■ **Task statement**
Extract each line of the items below that contains the word "white".

■ **Records shown**
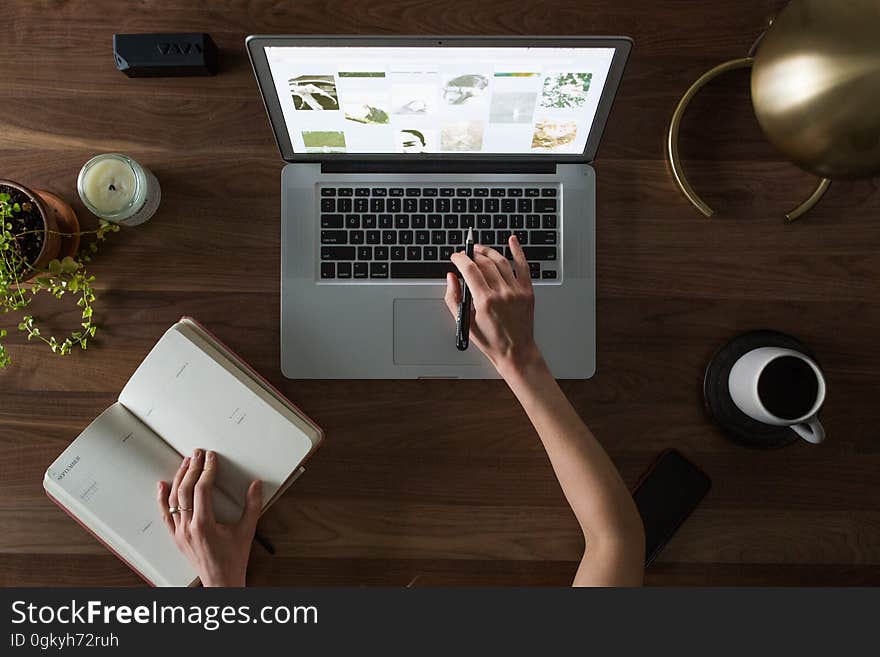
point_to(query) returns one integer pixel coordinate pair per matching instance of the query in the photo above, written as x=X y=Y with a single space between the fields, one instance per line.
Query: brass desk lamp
x=815 y=91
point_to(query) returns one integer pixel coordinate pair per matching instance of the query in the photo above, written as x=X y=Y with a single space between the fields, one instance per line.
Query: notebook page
x=189 y=399
x=107 y=478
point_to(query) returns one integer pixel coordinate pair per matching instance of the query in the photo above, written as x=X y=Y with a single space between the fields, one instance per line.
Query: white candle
x=110 y=185
x=116 y=188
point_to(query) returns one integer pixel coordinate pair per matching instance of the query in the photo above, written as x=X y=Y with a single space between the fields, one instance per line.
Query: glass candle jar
x=116 y=188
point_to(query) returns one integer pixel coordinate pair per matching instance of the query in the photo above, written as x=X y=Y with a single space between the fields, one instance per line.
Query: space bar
x=421 y=269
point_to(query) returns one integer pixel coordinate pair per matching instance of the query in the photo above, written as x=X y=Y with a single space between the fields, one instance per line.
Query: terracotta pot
x=58 y=217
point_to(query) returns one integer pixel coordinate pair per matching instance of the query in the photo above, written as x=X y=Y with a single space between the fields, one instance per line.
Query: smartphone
x=665 y=496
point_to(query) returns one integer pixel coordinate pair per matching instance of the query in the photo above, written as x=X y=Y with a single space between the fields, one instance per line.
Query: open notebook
x=189 y=392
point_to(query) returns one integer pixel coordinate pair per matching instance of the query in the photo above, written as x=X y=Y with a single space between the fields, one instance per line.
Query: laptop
x=395 y=147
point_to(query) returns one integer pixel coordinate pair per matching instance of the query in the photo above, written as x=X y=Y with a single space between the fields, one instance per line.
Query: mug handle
x=812 y=430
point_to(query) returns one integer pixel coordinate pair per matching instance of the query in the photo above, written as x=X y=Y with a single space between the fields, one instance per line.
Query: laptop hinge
x=436 y=166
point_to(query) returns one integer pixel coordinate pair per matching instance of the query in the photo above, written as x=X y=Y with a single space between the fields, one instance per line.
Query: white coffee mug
x=743 y=382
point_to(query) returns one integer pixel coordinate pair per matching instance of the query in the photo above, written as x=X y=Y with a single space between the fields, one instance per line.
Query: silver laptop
x=396 y=146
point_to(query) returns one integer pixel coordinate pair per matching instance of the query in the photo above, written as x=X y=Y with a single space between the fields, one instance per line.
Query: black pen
x=463 y=321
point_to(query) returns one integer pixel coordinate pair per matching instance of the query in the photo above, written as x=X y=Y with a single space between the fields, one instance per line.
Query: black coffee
x=788 y=387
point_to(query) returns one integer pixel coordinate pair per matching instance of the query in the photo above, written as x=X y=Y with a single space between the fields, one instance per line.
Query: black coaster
x=736 y=425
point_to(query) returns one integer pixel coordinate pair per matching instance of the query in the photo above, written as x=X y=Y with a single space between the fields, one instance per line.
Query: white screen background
x=453 y=100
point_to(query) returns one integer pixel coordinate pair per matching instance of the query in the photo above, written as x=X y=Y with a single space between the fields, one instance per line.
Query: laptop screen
x=452 y=100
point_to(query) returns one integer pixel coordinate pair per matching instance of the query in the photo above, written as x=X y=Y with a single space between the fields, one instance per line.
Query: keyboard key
x=337 y=253
x=540 y=252
x=421 y=269
x=334 y=237
x=543 y=237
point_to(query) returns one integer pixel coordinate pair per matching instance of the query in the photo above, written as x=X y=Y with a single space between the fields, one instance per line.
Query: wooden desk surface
x=438 y=482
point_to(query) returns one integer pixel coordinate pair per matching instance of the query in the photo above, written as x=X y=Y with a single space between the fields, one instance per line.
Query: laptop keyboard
x=410 y=232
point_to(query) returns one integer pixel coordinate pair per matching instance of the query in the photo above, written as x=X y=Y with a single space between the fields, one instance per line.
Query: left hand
x=219 y=552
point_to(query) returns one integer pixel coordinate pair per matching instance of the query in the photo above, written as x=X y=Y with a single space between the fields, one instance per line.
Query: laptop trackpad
x=424 y=334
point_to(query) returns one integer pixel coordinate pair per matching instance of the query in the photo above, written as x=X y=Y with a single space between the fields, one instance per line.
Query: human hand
x=502 y=323
x=219 y=552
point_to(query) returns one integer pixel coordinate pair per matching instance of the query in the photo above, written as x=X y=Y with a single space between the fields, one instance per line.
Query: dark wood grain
x=434 y=483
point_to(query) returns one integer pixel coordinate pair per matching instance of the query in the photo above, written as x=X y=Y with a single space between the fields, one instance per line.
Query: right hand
x=502 y=322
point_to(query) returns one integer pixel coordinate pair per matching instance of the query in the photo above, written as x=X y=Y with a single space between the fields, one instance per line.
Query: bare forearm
x=598 y=497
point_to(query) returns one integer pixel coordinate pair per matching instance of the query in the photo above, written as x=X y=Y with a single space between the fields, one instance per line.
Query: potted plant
x=39 y=241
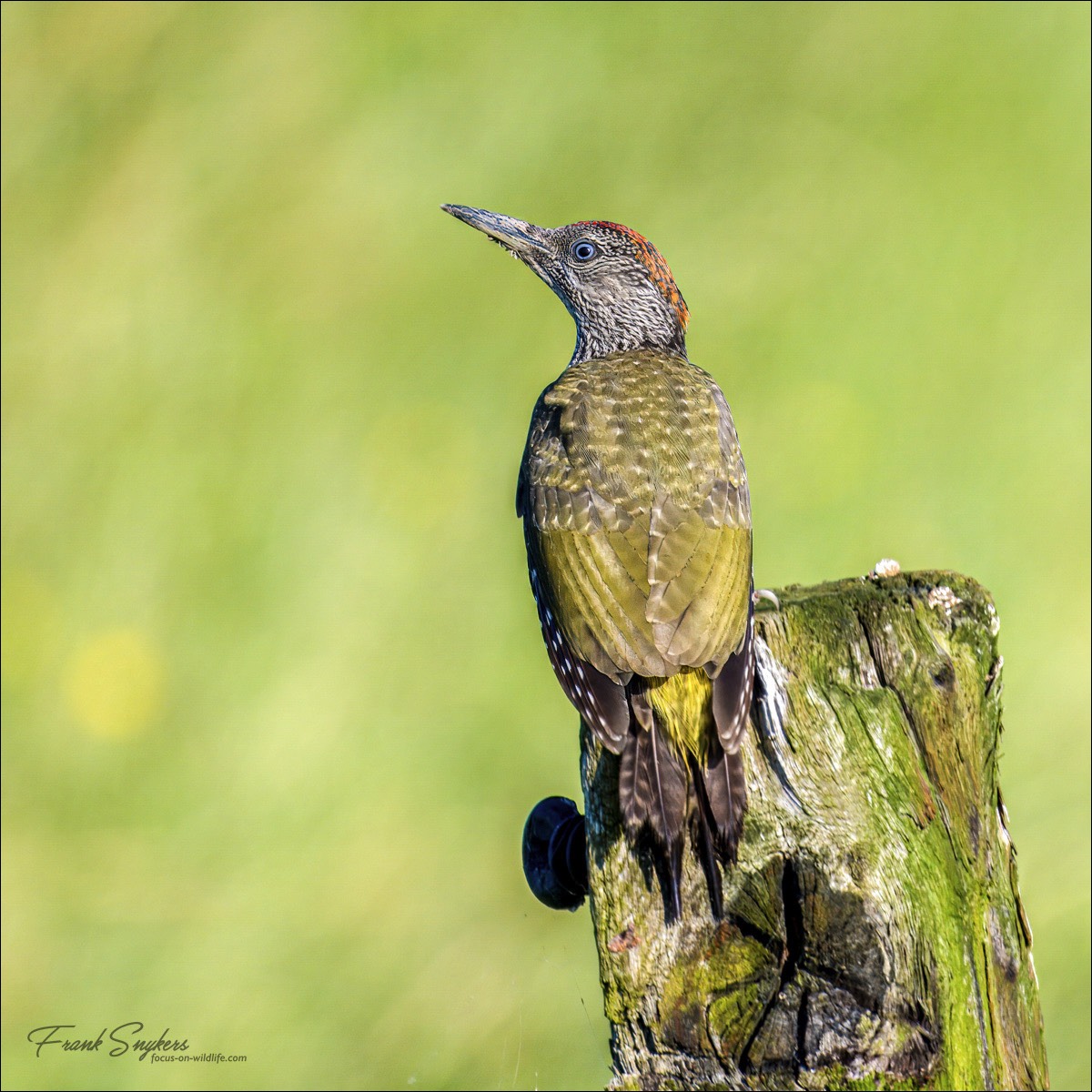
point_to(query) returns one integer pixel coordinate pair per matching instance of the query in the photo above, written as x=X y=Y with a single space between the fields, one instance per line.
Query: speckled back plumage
x=637 y=521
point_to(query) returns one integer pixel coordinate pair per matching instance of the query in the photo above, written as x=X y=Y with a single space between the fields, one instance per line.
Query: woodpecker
x=637 y=521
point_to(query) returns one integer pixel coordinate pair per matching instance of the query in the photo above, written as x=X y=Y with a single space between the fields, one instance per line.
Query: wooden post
x=874 y=935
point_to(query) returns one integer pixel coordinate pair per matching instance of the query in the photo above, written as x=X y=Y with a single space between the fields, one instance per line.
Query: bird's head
x=612 y=281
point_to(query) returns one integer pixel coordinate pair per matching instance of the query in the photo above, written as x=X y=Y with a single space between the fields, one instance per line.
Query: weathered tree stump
x=874 y=934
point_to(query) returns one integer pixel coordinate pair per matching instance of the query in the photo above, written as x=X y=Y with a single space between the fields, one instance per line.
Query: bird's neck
x=600 y=339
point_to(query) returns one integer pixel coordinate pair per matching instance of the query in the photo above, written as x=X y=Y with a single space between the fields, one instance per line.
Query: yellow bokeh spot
x=115 y=683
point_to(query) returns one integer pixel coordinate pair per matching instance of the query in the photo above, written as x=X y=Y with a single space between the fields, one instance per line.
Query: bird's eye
x=583 y=250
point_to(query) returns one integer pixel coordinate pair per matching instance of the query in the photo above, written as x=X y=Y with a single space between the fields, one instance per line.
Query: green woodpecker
x=638 y=528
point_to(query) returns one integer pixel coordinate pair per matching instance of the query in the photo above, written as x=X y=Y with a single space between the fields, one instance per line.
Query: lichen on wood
x=873 y=934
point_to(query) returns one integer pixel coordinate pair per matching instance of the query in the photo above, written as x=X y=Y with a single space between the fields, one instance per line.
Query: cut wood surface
x=874 y=935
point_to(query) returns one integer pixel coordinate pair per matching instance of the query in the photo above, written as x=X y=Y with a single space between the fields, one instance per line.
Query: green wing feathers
x=636 y=495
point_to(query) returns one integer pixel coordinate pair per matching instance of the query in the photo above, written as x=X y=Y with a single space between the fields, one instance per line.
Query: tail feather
x=705 y=845
x=724 y=796
x=653 y=792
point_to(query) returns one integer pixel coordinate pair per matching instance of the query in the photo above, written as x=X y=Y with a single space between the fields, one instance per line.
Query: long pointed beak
x=525 y=240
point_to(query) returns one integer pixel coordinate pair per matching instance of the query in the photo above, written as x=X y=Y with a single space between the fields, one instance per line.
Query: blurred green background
x=274 y=699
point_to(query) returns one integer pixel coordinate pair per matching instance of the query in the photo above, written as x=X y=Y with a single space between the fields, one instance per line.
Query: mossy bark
x=874 y=935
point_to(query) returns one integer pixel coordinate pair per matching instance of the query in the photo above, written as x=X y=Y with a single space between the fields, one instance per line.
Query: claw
x=764 y=593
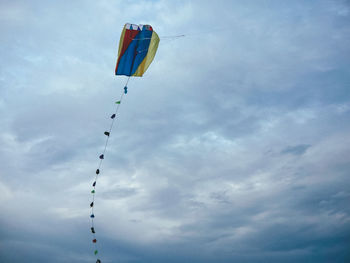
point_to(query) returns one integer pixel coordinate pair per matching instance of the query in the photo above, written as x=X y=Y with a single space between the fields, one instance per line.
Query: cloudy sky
x=233 y=147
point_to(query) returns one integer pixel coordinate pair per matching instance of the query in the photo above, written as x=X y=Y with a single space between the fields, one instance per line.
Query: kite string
x=100 y=164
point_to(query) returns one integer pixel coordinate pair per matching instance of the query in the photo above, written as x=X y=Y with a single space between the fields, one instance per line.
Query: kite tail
x=101 y=157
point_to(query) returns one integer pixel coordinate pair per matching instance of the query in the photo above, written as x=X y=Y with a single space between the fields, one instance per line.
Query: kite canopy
x=137 y=47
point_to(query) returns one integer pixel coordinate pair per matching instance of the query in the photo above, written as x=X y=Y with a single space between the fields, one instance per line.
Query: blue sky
x=233 y=147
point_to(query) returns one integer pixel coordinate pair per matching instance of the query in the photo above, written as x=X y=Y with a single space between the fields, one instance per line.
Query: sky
x=233 y=147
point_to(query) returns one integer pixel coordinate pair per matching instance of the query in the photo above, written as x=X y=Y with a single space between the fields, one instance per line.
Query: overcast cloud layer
x=233 y=147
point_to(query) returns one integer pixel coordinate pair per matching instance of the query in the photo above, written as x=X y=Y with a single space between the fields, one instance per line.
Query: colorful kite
x=137 y=48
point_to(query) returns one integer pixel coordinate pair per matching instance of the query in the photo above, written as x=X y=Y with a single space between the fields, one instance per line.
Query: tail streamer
x=98 y=170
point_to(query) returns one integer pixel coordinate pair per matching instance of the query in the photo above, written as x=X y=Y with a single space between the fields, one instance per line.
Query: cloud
x=232 y=147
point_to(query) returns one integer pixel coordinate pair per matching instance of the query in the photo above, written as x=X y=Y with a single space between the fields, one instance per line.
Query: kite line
x=101 y=157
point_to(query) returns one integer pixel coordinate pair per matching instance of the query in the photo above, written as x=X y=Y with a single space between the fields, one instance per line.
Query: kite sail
x=137 y=48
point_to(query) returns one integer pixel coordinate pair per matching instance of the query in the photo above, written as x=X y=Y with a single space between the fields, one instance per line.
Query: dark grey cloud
x=232 y=147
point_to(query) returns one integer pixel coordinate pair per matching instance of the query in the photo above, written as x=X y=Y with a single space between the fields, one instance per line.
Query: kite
x=137 y=47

■ **The completed task**
Query: white candle
Query: white coffee mug
Query: white screen background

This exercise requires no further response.